(Dataset entries)
┄┄┄┄┄┄┄┄┄┄

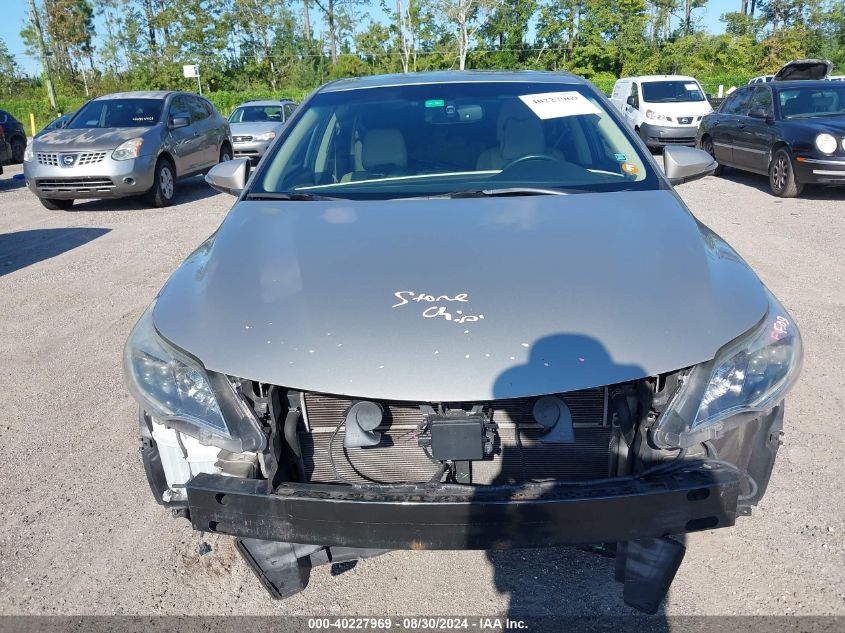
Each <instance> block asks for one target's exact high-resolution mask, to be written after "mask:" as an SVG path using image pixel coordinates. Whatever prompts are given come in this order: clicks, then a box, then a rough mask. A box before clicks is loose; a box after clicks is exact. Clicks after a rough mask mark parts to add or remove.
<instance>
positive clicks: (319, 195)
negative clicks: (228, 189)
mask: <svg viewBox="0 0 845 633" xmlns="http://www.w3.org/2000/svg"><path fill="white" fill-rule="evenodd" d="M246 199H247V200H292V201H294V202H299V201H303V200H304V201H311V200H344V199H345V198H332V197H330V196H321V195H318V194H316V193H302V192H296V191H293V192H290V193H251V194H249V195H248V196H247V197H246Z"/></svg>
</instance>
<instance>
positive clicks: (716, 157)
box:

┄┄┄┄┄┄┄┄┄┄

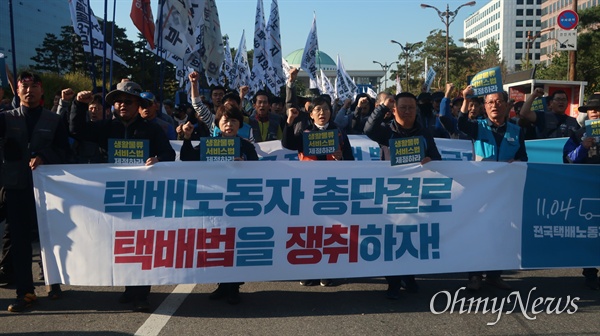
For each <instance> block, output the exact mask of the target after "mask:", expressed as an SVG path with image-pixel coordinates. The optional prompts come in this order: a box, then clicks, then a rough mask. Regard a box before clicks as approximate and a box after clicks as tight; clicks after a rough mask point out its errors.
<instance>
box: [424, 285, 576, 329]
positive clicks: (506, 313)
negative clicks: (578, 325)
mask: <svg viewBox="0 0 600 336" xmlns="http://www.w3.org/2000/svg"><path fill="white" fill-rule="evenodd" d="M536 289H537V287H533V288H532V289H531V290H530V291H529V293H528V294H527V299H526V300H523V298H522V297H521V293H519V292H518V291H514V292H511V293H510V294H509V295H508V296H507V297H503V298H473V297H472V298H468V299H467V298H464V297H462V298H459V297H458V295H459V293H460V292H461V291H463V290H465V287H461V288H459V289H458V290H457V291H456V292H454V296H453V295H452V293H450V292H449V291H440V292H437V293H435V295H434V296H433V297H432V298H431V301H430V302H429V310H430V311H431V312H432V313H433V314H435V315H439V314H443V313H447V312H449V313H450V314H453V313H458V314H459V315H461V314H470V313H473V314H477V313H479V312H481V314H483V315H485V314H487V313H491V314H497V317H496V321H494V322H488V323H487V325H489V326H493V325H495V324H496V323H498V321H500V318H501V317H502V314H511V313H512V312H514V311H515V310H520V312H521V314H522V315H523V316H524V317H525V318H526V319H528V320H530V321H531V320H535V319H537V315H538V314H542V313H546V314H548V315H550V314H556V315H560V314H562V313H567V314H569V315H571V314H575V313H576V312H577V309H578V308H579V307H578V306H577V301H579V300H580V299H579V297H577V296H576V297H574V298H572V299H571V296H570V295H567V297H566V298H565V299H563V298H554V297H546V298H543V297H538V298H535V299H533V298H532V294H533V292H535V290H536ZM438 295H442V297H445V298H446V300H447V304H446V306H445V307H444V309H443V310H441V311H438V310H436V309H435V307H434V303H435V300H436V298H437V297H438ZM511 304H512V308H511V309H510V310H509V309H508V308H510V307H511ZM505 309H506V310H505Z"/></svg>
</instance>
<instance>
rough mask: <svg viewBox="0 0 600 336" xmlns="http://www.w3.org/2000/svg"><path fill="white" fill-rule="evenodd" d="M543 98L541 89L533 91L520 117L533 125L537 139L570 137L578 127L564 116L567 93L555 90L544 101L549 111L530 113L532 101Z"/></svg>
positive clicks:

┄┄┄┄┄┄┄┄┄┄

## The problem
Retype only this portion of the data above: the line containing "Each <instance> block asks", the line containing "positive clicks: (319, 195)", and all lines between them, exactly.

## Written response
Each <instance> block asks for one target's exact high-resolution mask, to be written after "mask:" as an SVG path using image pixel coordinates. Whatever prompts are given come in this order: clicks, then a box, then a rough mask. A box before clicks is loose; a box after clicks is exact. Clicks after a rough mask mark parts to add or remove.
<instance>
positive clicks: (319, 195)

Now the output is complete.